* [Stored data]:

>>

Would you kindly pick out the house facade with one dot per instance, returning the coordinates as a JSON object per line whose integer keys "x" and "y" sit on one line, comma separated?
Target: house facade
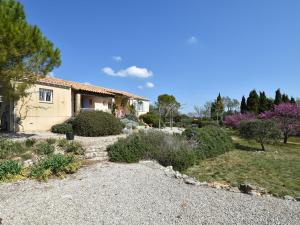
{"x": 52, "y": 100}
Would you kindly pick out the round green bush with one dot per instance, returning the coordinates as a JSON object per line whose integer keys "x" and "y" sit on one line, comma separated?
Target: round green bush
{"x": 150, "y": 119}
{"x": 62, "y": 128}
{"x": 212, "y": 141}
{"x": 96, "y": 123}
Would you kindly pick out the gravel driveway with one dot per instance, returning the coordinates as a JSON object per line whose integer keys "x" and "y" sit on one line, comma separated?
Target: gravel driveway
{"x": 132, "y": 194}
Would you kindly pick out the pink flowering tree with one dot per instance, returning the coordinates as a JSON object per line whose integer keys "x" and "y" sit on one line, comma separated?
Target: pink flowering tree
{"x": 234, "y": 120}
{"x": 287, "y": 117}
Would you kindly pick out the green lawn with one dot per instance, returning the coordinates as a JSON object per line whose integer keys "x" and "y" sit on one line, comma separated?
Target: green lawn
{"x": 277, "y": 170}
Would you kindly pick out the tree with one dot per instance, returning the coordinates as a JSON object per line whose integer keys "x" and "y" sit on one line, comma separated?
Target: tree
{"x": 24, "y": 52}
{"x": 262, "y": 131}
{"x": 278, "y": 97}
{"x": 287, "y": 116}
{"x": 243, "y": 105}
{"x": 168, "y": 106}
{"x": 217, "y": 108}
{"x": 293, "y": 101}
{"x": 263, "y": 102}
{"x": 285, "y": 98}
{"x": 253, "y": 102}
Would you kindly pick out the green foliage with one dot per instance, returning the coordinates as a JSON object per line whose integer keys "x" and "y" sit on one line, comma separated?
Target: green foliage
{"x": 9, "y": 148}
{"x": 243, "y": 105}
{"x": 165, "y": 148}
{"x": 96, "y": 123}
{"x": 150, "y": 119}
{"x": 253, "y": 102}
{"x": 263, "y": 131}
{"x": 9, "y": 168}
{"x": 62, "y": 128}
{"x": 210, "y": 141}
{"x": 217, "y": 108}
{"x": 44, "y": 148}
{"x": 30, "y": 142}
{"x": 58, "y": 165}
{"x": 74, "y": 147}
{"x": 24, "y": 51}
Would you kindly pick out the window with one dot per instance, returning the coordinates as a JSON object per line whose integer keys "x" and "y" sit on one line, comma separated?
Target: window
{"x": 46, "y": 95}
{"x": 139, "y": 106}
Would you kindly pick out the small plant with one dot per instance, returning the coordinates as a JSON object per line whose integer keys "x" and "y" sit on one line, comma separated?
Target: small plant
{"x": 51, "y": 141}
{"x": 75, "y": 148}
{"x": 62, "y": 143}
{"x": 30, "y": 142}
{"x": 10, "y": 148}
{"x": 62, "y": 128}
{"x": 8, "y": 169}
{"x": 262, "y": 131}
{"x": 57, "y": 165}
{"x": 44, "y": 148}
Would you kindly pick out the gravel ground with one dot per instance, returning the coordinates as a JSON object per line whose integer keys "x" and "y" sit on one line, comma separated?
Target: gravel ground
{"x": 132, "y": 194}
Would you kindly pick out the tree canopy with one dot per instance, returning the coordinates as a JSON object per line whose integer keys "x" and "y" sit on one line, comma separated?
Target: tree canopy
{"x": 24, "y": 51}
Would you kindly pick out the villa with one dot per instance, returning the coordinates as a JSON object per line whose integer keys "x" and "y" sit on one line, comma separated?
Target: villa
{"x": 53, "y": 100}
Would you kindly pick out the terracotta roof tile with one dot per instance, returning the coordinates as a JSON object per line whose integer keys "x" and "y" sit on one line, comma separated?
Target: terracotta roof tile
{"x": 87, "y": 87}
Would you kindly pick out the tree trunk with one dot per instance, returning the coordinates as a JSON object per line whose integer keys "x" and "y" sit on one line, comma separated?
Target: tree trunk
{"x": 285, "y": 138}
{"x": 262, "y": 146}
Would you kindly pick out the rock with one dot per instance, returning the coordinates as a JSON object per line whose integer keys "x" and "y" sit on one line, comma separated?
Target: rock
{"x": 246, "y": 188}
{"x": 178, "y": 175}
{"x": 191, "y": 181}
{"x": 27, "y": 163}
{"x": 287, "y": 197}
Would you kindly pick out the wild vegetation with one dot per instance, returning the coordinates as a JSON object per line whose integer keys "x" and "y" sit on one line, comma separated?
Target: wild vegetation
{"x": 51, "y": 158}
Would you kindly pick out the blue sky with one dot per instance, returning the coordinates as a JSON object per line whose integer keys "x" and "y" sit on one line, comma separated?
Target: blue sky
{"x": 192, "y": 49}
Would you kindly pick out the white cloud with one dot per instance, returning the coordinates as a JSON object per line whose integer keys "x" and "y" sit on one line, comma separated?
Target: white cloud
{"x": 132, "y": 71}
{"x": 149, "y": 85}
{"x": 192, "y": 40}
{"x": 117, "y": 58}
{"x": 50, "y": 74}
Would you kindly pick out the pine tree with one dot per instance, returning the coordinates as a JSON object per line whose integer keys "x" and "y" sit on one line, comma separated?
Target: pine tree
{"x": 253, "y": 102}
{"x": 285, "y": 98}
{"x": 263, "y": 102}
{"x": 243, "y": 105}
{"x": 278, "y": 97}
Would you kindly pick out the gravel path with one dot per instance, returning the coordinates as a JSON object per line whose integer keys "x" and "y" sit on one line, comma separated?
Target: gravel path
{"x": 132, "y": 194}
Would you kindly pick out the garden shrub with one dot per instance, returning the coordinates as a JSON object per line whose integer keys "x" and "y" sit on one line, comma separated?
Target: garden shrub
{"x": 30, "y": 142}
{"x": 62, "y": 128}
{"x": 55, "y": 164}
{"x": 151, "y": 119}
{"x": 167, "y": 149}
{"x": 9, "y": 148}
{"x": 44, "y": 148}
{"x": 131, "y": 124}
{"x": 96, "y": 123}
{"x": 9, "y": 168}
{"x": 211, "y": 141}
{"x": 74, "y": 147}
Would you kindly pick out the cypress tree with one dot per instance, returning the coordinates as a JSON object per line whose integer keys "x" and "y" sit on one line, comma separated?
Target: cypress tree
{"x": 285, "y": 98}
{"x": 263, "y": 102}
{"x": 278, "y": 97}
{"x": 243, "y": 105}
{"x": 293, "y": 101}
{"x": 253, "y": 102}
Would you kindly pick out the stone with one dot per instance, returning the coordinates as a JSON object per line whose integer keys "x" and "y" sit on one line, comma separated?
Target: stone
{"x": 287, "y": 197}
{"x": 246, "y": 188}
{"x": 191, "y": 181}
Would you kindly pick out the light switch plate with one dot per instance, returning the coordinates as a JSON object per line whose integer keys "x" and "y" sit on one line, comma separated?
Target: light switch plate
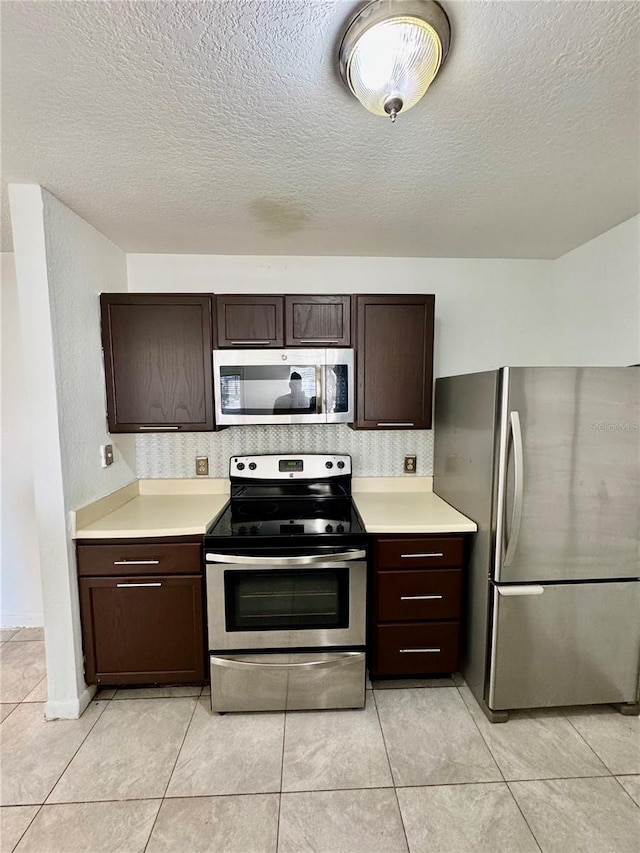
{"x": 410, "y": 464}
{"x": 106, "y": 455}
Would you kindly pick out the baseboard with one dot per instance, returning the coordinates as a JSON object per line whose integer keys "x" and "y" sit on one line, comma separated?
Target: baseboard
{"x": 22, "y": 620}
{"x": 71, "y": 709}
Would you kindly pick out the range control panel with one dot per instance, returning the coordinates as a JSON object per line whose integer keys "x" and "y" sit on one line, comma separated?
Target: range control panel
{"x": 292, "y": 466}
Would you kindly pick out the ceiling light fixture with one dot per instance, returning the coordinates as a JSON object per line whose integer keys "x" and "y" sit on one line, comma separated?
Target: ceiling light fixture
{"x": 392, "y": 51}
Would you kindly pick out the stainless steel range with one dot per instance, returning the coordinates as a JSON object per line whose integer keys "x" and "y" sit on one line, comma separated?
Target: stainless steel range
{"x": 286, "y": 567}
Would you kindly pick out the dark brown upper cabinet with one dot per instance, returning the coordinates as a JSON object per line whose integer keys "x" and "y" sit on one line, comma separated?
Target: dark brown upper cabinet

<<

* [What is expected]:
Please render every line of the entries above as a numbered list, omitting blank lines and leaving the pictures out.

* [Finished exercise]:
1. Would you kindly pick out the house facade with one dot per instance, returning the coordinates as a JSON object per line whose integer keys "x" and "y" sit on one line, comma separated?
2. Target: house facade
3. {"x": 52, "y": 100}
4. Would you kindly pick out the round green bush with one dot per instance, returning the coordinates as a JSON object per line whose integer keys "x" and "y" sit on one line, comma separated?
5. Target: round green bush
6. {"x": 150, "y": 119}
7. {"x": 62, "y": 128}
8. {"x": 212, "y": 141}
9. {"x": 96, "y": 123}
10. Would you kindly pick out the gravel driveway with one dot per instance, returning the coordinates as a JSON object per line whose integer keys "x" and "y" sit on one line, comma separated?
11. Target: gravel driveway
12. {"x": 132, "y": 194}
13. Would you kindly pick out the pink flowering tree with one dot per instance, returning the coordinates as a JSON object per line whose integer keys "x" and "y" sit on one line, comma separated?
14. Target: pink flowering tree
15. {"x": 234, "y": 120}
16. {"x": 287, "y": 117}
17. Would you kindly pick out the green lawn with one dot per instance, returning the coordinates as a JSON object per line whose integer keys "x" and "y" sit on one line, comma separated?
18. Target: green lawn
19. {"x": 277, "y": 170}
20. Would you kindly pick out the tree with one dot per instance, returning the coordinates as a JSON object per line whose integer keys "x" and "y" sit on one line, comma separated?
21. Target: tree
22. {"x": 24, "y": 52}
23. {"x": 262, "y": 131}
24. {"x": 278, "y": 97}
25. {"x": 287, "y": 116}
26. {"x": 243, "y": 105}
27. {"x": 168, "y": 106}
28. {"x": 217, "y": 108}
29. {"x": 293, "y": 101}
30. {"x": 263, "y": 102}
31. {"x": 285, "y": 98}
32. {"x": 253, "y": 102}
33. Would you kindly pick out the green foliage with one dot per instance, returning the coordinates as a JSON object per line whose integer keys "x" and "y" sit on one line, comma separated?
34. Target: green foliage
35. {"x": 9, "y": 148}
36. {"x": 243, "y": 105}
37. {"x": 165, "y": 148}
38. {"x": 96, "y": 123}
39. {"x": 150, "y": 119}
40. {"x": 253, "y": 102}
41. {"x": 263, "y": 131}
42. {"x": 9, "y": 168}
43. {"x": 62, "y": 128}
44. {"x": 210, "y": 141}
45. {"x": 217, "y": 108}
46. {"x": 44, "y": 148}
47. {"x": 30, "y": 142}
48. {"x": 58, "y": 165}
49. {"x": 74, "y": 147}
50. {"x": 24, "y": 51}
51. Would you kindly pick out the window with one dot per instance, returning the coordinates as a JSON object per line whose integer keys "x" and "y" sit on one line, comma separated?
52. Target: window
53. {"x": 46, "y": 95}
54. {"x": 139, "y": 106}
55. Would you kindly pick out the small plant with one dot per instance, returning the coordinates as a JSON object per line whose integer keys "x" and "y" sit on one line, comma separated?
56. Target: small plant
57. {"x": 51, "y": 141}
58. {"x": 75, "y": 148}
59. {"x": 62, "y": 143}
60. {"x": 30, "y": 142}
61. {"x": 10, "y": 148}
62. {"x": 62, "y": 128}
63. {"x": 8, "y": 169}
64. {"x": 262, "y": 131}
65. {"x": 57, "y": 165}
66. {"x": 44, "y": 148}
67. Would you kindly pick out the gravel ground with one dot per instance, returning the coordinates as a JSON object per line whose integer keys "x" and "y" sit on one line, comma separated?
68. Target: gravel ground
69. {"x": 132, "y": 194}
70. Would you kindly pick out the tree canopy with one dot per instance, returning the coordinates as a JSON object per line whose integer keys "x" and "y" sit on one line, comma separated?
71. Target: tree canopy
72. {"x": 24, "y": 51}
73. Would you kindly pick out the villa with one dot per instance, returning the coordinates as a JSON object per line whose integer keys "x" and "y" sit on one line, comma separated?
74. Target: villa
75. {"x": 53, "y": 100}
76. Would you kindly pick out the terracotta roof tile with one dot per instance, returning the coordinates as a JSON object per line whose integer keys "x" and "y" sit on one line, comma separated?
77. Target: terracotta roof tile
78. {"x": 87, "y": 87}
79. Would you kindly pick out the tree trunk with one dot per instance, returning the coordinates as a JSON object per line whose integer keys "x" and "y" sit on one line, comma separated?
80. Target: tree trunk
81. {"x": 285, "y": 138}
82. {"x": 262, "y": 146}
83. Would you kindly pick out the rock with one dot per instance, returning the coordinates as a JSON object per line whose integer keys "x" and "y" sit on one line, comma separated?
84. Target: rock
85. {"x": 246, "y": 188}
86. {"x": 178, "y": 175}
87. {"x": 191, "y": 181}
88. {"x": 27, "y": 163}
89. {"x": 287, "y": 197}
90. Would you kindly pick out the wild vegetation with one dot per instance, returning the coordinates as a JSON object per line whose integer keys "x" and "y" sit on one line, comma separated?
91. Target: wild vegetation
92. {"x": 51, "y": 158}
93. Would you kindly pick out the blue sky with one dot per instance, returning the coordinates as a JSON object per line whose integer keys "x" and "y" sit on one line, comma separated?
94. Target: blue sky
95. {"x": 192, "y": 49}
96. Would you kindly pick out the white cloud with one dot per instance, returning the coordinates as a JSON object per line whose integer keys "x" and "y" sit on one line, comma separated?
97. Target: white cloud
98. {"x": 132, "y": 71}
99. {"x": 149, "y": 85}
100. {"x": 192, "y": 40}
101. {"x": 117, "y": 58}
102. {"x": 50, "y": 74}
103. Would you kindly pick out the pine tree with one dot per instance, returning the coordinates as a JSON object per line whose integer keys "x" and "y" sit on one line, comma separated?
104. Target: pine tree
105. {"x": 253, "y": 102}
106. {"x": 285, "y": 98}
107. {"x": 263, "y": 102}
108. {"x": 243, "y": 105}
109. {"x": 278, "y": 97}
110. Would you kindly pick out the gravel path with one dot per instance, returning the coordinates as a JSON object per line whose integer keys "x" and "y" sit on one line, comma separated?
111. Target: gravel path
112. {"x": 132, "y": 194}
113. Would you kindly pick out the garden shrub with one dot per instance, returning the coordinates as a JSON object per line whose integer keys "x" and "y" sit on one line, comma separated?
114. Target: garden shrub
115. {"x": 30, "y": 142}
116. {"x": 62, "y": 128}
117. {"x": 55, "y": 164}
118. {"x": 151, "y": 119}
119. {"x": 167, "y": 149}
120. {"x": 9, "y": 148}
121. {"x": 44, "y": 148}
122. {"x": 131, "y": 124}
123. {"x": 96, "y": 123}
124. {"x": 9, "y": 168}
125. {"x": 211, "y": 141}
126. {"x": 74, "y": 147}
127. Would you kindly pick out the cypress tree with one dot per instance, returning the coordinates as a JSON object per line whose integer keys "x" and "y" sit on one line, comma separated?
128. Target: cypress tree
129. {"x": 285, "y": 98}
130. {"x": 263, "y": 102}
131. {"x": 278, "y": 97}
132. {"x": 243, "y": 105}
133. {"x": 293, "y": 101}
134. {"x": 253, "y": 102}
135. Would you kindly pick out the stone with one dot per instance, returning the coordinates as a JSON object per line whose integer keys "x" and "y" sit on one line, comma separated?
136. Target: stone
137. {"x": 287, "y": 197}
138. {"x": 246, "y": 188}
139. {"x": 191, "y": 181}
140. Would you kindly pick out the light switch plate with one dot per instance, returning the coordinates as a JSON object per line whose integer keys "x" and "y" sit on one line, comma separated?
141. Target: light switch plate
142. {"x": 410, "y": 464}
143. {"x": 106, "y": 455}
144. Would you kindly pick out the baseboard with one dot per instance, returning the coordinates as a JSON object per line whose integer keys "x" and "y" sit on one line, comma separated?
145. Target: baseboard
146. {"x": 22, "y": 620}
147. {"x": 71, "y": 709}
148. Would you kindly pick out the range control panel with one dot per instance, returning the coordinates as a JSON object per line whose integer keys "x" and "y" sit on one line, comma separated?
149. Target: range control panel
150. {"x": 292, "y": 466}
151. Would you kindly pick out the ceiling light fixture with one dot per instance, returning the coordinates as a JSON object per line whose integer keys "x" and "y" sit on one line, comma separated?
152. Target: ceiling light fixture
153. {"x": 392, "y": 51}
154. Would you kindly pick out the stainless steel range with one dot per instance, returning the coordinates as a JSON object per line whose integer keys "x" and "y" sit on one line, comma separated?
155. Target: stainless steel range
156. {"x": 286, "y": 567}
157. Would you kindly pick out the dark brown upper cabinet with one dot per instance, returning the coordinates as a JSON object per line whose integer keys "x" and "y" sit on one line, comma separated?
158. Target: dark brown upper cabinet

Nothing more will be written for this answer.